- _给定题目 1_
请将下方记录中从包含“In this exercise you will locate the pink”的那一行起、直到记录末尾的各行转换为编号列表，首尾两行都算在内，空行略去。

- _所给文章_
• • •

首页 > 代码库 > LeetCode 第二题,Median of Two Sorted Arrays

LeetCode 第二题,Median of Two Sorted Arrays

题目再现

There are two sorted arrays A and B of size m and n respectively. Find the median of the two sorted arrays. The overall run time complexity should be O(log (m+n)).

题意解析

题目意思是给两个大小为m,n的有序数组(m,n可能为0),要求找出这两个数组的中位数.并且程序的时间复杂度必须不能超过O(log(m+n)).
这道题的给我的第一感觉是不难,只是有复杂度的要求而已.
同时想到的最直接的方法就是,把两个数组合成一个有序数组,然后直接找出中位数.
如何合并两个有序数组呢?(这个话题值得研究一下,稍后查下资料什么的.)
首先申请一个m+n的数组空间,分别将两个数组拷贝进入该空间,然后,,使用sort函数排序,然后直接寻找输出即可.代码如下:
class Solution {
public:
    double findMedianSortedArrays(int A[], int m, int B[], int n) {
        // Start typing your C/C++ solution below
        // DO NOT write int main() function
        int *a=new int[m+n];
        
        memcpy(a,A,sizeof(int)*m);
        memcpy(a+m,B,sizeof(int)*n);
        
        sort(a,a+n+m);
        
        double median=(double) ((n+m)%2? a[(n+m)>>1]:(a[(n+m-1)>>1]+a[(n+m)>>1])/2.0);
        
        delete a;
        
        return median;
    }
};

而没想到的是,居然通过了....................觉得自己在作弊啊,而且时间复杂度还没有达到要求O(m+n).........................这都给过了..................ORZ.


这种方法的python代码也很好写,不过,,,貌似leetcode不支持python的内置方法,因为我使用sorted函数的时候,显示编译不过.......


然后就是第二种的解法了。
我们可以发现,现在我们是不需要“排序”这么复杂的操作的,因为我们仅仅需要第k大的元素。我们可以用一个计数器,记录当前已经找到第m大的元素了。同时我们使用两个指针pA和pB,分别指向A和B数组的第一个元素。使用类似于merge sort的原理,如果数组A当前元素小,那么pA++,同时m++。如果数组B当前元素小,那么pB++,同时m++。最终当m等于k的时候,就得到了我们的答案——O(k)时间,O(1)空间。
测试代码如下:
#include <iostream>
#include <vector>
#include <algorithm>
using namespace std;
class Solution
{
private:
	double findKth(int a[], int m, int b[], int n, int k)
	{
		int i = 0;
		int j = 0;
		int index = 1;
		int kth;
		if (m == 0)
			return b[k-1];
		if (n == 0)
			return a[k-1];
		if (k ==1)
			return a[0]>b[0] ? b[0] : a[0];
        if (k == 2)
            return (a[0] + b[0]) /2.0;

		while(index <= k && i < m && j < n)
		{
			if( a[i] >= b[j])
			{
				index ++;
				kth = b[j];
				j ++;
			}
			else
			{
				index ++;
				kth = a[i];
				i ++;
			}
		}

		if( index < k && j == n)
        {
            kth = a[i+k-index];
        }
        if (index < k && i == m)
            kth = b[j+k-index];

		return kth;
	}
public:
	double findMedianSortedArrays(int A[], int m, int B[], int n)
	{
		int total = m + n;
		// totla is even OR odd ?
		if (total & 0x1)           // even
			return findKth(A, m, B, n, total / 2 + 1);
		else   // odd
			return (findKth(A, m, B, n, total / 2)
					+ findKth(A, m, B, n, total / 2 + 1)) / 2;
	}
};

int main()

• • •

- _待处理数据_

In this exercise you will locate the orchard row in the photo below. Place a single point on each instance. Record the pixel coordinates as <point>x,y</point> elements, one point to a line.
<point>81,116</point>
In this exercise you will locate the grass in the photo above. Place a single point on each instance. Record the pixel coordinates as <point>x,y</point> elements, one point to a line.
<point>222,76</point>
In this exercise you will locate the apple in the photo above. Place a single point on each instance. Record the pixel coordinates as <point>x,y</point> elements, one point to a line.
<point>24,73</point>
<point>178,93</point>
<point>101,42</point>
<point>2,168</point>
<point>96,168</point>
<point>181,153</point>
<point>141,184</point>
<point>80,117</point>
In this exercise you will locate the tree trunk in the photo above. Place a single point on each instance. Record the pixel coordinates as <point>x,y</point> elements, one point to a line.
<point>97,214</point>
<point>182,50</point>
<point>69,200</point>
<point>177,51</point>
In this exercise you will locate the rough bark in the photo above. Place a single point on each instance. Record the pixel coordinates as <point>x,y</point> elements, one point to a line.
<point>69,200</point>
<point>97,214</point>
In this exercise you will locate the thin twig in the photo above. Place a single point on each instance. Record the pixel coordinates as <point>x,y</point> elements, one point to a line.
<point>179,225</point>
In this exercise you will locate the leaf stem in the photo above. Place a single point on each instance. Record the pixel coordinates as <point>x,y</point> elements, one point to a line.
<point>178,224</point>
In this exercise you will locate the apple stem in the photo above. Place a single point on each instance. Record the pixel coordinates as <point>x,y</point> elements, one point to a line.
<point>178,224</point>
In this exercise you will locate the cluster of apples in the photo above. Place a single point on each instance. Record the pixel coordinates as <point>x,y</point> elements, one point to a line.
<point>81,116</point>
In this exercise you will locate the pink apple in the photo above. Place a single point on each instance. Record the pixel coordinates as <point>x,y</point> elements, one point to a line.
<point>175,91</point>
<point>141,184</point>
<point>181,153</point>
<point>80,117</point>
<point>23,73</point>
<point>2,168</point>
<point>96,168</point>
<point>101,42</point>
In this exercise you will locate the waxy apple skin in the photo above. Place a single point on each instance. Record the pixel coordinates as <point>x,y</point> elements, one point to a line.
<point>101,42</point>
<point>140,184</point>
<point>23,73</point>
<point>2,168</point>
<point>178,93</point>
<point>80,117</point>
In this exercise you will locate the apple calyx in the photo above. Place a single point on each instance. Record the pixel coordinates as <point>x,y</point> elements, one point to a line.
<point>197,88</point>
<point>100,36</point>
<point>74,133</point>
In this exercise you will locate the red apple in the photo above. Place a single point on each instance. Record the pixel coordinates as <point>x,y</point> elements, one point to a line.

• • •

- _给定题目 2_
按照上面文章的说法，第二种解法所需的时间和空间分别是多少？

- _练习结果 1_
1. In this exercise you will locate the pink apple in the photo above. Place a single point on each instance. Record the pixel coordinates as <point>x,y</point> elements, one point to a line.
2. <point>175,91</point>
3. <point>141,184</point>
4. <point>181,153</point>
5. <point>80,117</point>
6. <point>23,73</point>
7. <point>2,168</point>
8. <point>96,168</point>
9. <point>101,42</point>
10. In this exercise you will locate the waxy apple skin in the photo above. Place a single point on each instance. Record the pixel coordinates as <point>x,y</point> elements, one point to a line.
11. <point>101,42</point>
12. <point>140,184</point>
13. <point>23,73</point>
14. <point>2,168</point>
15. <point>178,93</point>
16. <point>80,117</point>
17. In this exercise you will locate the apple calyx in the photo above. Place a single point on each instance. Record the pixel coordinates as <point>x,y</point> elements, one point to a line.
18. <point>197,88</point>
19. <point>100,36</point>
20. <point>74,133</point>
21. In this exercise you will locate the red apple in the photo above. Place a single point on each instance. Record the pixel coordinates as <point>x,y</point> elements, one point to a line.

- _练习结果 2_
O(k)时间，O(1)空间。